### [WRITTEN PROBLEM]
Repeat every one of the rows below word for word, in the same order and with no changes.

### [RECORDS FOR THE EXERCISE]
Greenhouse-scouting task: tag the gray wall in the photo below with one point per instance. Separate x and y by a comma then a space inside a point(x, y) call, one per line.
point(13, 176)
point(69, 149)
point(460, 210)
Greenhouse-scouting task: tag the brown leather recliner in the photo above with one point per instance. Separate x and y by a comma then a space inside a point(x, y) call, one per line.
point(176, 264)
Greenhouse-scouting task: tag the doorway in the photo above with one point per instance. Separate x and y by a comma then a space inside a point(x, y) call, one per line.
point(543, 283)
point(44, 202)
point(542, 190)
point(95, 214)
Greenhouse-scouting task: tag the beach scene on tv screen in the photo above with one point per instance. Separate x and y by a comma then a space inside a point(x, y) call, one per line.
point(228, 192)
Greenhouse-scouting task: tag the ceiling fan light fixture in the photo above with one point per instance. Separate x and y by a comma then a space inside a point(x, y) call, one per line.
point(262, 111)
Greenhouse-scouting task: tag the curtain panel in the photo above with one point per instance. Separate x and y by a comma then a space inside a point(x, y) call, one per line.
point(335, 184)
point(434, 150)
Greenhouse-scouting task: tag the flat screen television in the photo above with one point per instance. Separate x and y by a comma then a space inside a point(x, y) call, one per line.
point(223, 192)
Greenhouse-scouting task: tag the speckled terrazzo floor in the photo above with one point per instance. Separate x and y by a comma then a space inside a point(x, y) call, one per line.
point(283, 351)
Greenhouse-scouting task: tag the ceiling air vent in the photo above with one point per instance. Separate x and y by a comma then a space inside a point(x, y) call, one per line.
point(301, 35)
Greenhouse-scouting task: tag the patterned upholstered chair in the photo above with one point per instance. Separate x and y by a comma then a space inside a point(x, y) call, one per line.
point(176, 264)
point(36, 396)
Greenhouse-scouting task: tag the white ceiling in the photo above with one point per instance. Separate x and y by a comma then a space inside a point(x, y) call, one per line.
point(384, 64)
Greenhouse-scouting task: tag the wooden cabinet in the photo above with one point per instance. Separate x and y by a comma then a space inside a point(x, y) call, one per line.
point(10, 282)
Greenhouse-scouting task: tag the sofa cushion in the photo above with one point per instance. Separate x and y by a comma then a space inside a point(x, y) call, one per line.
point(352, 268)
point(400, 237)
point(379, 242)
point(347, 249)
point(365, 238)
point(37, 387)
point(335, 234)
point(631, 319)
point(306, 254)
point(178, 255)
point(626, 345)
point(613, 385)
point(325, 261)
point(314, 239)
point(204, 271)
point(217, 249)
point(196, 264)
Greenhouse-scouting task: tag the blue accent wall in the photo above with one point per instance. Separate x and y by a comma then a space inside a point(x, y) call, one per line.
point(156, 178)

### [THE RESULT]
Greenhouse-scouting task: tag the gray wall in the photo below with one point per instance. Separate x and y by a comma then a space inside a point(x, y) call, one per line.
point(13, 176)
point(69, 149)
point(460, 210)
Greenhouse-scouting task: tag the brown leather recliner in the photo above with one point per instance. Separate x and y by a comma then a space inside a point(x, y) call, one per line.
point(176, 264)
Greenhouse-scouting task: tag the doorway in the photo above with one point per instance. Separate x and y by a comma then a space inside a point(x, y) call, one per line.
point(543, 283)
point(44, 202)
point(542, 190)
point(95, 214)
Greenhouse-scouting task: tag the beach scene on tv screen in the photo above with one point per instance. Separate x and y by a comma then a space inside a point(x, y) call, one per line.
point(228, 192)
Greenhouse-scouting task: tag the ceiling fan light fixture in the photo above with one point per instance. Separate x and y by a comma then a space inside a point(x, y) call, one per line.
point(262, 111)
Greenhouse-scouting task: tag the curtain panel in the photo above with one point per instance. Separate x and y by a comma then a space inside a point(x, y) call, one per line.
point(335, 184)
point(434, 150)
Greenhouse-scouting task: tag the flat screen television in the photo above with one point per instance. Separate x and y by a comma then a space inside a point(x, y) call, one per line.
point(223, 192)
Greenhouse-scouting task: tag the speckled terrazzo floor in the photo above with one point per instance. Separate x and y by a comma then a space inside a point(x, y) call, one per line.
point(283, 351)
Greenhouse-scouting task: tag the ceiling air vent in the photo above with one point per instance. Separate x and y by a comma then a space inside a point(x, y) call, one per line.
point(301, 35)
Greenhouse-scouting task: tag the patterned upholstered chair in the photo above with one point per instance. Separate x and y by a comma then a space inside a point(x, y) call, one per line.
point(176, 264)
point(36, 396)
Greenhouse-scouting task: tag the white ceiling in the photo above with one point per instance. Separate x and y by a comma then a space inside a point(x, y) call, one per line.
point(384, 64)
Greenhouse-scouting task: tag the wooden cabinet in the photo above with one point per instance. Separate x and y by a comma then a space inside a point(x, y) call, one per line.
point(10, 282)
Greenhouse-scouting task: tag the sofa cushion in the photo above with one point per instance. Separate x and y by a comma then a space inside a point(x, y) call, one per line.
point(352, 268)
point(400, 237)
point(379, 242)
point(347, 249)
point(365, 238)
point(37, 387)
point(335, 234)
point(631, 319)
point(306, 254)
point(178, 255)
point(626, 345)
point(613, 385)
point(325, 261)
point(314, 239)
point(204, 271)
point(217, 249)
point(196, 264)
Greenhouse-scouting task: tag the blue accent wall in the photo above with one point per instance. Separate x and y by a comma then a space inside a point(x, y) call, one per line.
point(156, 178)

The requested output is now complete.